++++ Reading text

Summary
A very large prehistoric promontory fort surviving as upstanding earthworks and buried deposits including a box rampart considered to date to the early/middle Iron Age (around 500-400BC) excavated in 1969-1970, the whole monument surveyed by English Heritage in 2001.
Reasons for Designation
Roulston Scar Iron Age Promontory Fort is Scheduled for the following principal reasons:
* Period: as one of the largest promontory forts dating to the Iron Age known nationally. Together with other nearby monuments, such as Boltby Scar fort and the Cleeve Dyke System, it provides an understanding of the social and economic use of the landscape and its development through the prehistoric period;
* Potential: the monument includes significant archaeological deposits in the form of substantial upstanding earthworks and areas of buried remains, including large infilled ditches;
* Documentation: understanding of the monument is enhanced by the excavations in 1969-1970 and the archaeological survey carried out in 2001.

++++++++

Exercise tasks:
**1.** According to the Roulston Scar description, which organization surveyed the whole monument in 2001?
**2.** Transcribe the Roulston Scar description verbatim, beginning at the words "Reasons for Designation" and ending after "out in 2001.".

++++ Record set

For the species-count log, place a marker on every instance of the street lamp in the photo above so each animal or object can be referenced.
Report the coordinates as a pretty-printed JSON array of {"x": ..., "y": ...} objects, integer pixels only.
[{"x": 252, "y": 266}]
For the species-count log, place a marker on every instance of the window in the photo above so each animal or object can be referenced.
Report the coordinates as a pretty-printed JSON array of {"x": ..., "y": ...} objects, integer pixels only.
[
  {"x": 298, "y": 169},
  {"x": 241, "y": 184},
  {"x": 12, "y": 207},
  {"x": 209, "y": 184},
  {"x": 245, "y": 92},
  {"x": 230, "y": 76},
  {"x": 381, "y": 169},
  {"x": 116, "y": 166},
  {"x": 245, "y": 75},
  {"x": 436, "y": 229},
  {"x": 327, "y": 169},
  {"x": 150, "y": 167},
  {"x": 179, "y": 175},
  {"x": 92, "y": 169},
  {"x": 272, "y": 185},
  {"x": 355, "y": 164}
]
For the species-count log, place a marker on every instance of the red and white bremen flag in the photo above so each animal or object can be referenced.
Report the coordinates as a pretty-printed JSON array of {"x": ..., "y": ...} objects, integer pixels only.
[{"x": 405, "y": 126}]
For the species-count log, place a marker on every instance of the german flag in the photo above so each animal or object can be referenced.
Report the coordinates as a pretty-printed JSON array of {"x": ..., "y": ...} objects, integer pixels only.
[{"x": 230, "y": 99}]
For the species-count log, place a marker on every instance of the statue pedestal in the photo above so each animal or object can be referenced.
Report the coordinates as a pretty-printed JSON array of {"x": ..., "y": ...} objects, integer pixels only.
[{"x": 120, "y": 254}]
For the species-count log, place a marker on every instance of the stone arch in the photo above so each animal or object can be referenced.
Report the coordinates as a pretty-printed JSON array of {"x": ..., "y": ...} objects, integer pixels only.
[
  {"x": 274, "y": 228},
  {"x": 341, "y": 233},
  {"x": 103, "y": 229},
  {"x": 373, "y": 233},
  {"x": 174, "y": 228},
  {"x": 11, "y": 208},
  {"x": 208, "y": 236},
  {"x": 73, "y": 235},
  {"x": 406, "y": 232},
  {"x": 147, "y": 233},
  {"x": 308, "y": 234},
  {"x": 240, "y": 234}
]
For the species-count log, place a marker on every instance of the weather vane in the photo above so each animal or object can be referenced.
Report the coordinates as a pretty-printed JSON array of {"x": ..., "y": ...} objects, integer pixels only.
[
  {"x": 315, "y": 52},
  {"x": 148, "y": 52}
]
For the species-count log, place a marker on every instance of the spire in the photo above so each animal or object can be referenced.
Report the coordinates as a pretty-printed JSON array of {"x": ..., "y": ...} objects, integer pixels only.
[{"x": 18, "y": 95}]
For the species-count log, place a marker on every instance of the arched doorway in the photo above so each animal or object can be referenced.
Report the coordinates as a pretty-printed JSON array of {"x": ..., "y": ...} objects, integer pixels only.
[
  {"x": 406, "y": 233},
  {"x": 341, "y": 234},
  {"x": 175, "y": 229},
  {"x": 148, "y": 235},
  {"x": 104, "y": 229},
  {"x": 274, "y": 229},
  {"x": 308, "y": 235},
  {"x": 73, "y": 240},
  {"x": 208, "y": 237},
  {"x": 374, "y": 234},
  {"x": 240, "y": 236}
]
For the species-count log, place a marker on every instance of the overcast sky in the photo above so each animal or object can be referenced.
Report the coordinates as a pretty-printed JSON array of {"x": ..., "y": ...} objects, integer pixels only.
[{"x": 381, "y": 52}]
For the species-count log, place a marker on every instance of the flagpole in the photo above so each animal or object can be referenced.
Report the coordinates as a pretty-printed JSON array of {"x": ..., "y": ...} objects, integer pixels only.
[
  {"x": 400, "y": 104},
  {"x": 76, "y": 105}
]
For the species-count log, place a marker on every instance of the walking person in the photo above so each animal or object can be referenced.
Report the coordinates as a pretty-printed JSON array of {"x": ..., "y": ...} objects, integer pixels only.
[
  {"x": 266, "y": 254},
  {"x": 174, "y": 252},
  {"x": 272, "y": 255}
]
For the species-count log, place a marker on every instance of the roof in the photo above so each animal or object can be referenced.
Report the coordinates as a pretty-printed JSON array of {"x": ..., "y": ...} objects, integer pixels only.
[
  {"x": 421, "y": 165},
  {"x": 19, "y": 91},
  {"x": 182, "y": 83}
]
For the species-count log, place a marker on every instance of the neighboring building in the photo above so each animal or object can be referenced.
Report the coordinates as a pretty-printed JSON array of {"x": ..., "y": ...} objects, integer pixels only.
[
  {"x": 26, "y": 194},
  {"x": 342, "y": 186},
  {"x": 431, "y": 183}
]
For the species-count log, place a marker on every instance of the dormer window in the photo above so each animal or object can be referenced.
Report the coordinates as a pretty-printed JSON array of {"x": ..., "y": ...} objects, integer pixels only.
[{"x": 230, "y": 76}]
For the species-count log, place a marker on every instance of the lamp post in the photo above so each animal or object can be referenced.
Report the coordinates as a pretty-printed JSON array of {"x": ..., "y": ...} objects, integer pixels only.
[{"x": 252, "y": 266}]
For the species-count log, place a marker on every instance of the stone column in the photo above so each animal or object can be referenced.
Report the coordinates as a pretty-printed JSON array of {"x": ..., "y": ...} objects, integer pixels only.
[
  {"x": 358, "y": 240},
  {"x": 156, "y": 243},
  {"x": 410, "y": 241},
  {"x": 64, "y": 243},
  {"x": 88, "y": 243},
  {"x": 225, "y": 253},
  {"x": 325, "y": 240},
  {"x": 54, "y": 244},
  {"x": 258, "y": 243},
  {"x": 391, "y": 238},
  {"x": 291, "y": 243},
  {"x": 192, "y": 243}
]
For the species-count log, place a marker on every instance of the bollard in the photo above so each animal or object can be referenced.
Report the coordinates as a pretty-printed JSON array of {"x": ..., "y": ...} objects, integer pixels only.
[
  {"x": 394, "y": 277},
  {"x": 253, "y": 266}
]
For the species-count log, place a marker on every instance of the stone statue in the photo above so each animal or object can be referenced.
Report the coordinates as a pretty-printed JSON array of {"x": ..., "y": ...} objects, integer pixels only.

++++++++

Solutions in order:
**1.** English Heritage surveyed the whole monument in 2001.

**2.**
Reasons for Designation
Roulston Scar Iron Age Promontory Fort is Scheduled for the following principal reasons:
* Period: as one of the largest promontory forts dating to the Iron Age known nationally. Together with other nearby monuments, such as Boltby Scar fort and the Cleeve Dyke System, it provides an understanding of the social and economic use of the landscape and its development through the prehistoric period;
* Potential: the monument includes significant archaeological deposits in the form of substantial upstanding earthworks and areas of buried remains, including large infilled ditches;
* Documentation: understanding of the monument is enhanced by the excavations in 1969-1970 and the archaeological survey carried out in 2001.